## GIVEN REQUEST
Can you copy out each of the entries below word for word, line by line?
********************
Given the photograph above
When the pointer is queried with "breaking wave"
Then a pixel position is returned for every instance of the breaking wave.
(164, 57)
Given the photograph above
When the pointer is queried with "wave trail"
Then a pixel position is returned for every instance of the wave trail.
********************
## RESULT OF THIS TASK
Given the photograph above
When the pointer is queried with "breaking wave"
Then a pixel position is returned for every instance of the breaking wave.
(164, 57)
Given the photograph above
When the pointer is queried with "wave trail"
Then a pixel position is returned for every instance of the wave trail.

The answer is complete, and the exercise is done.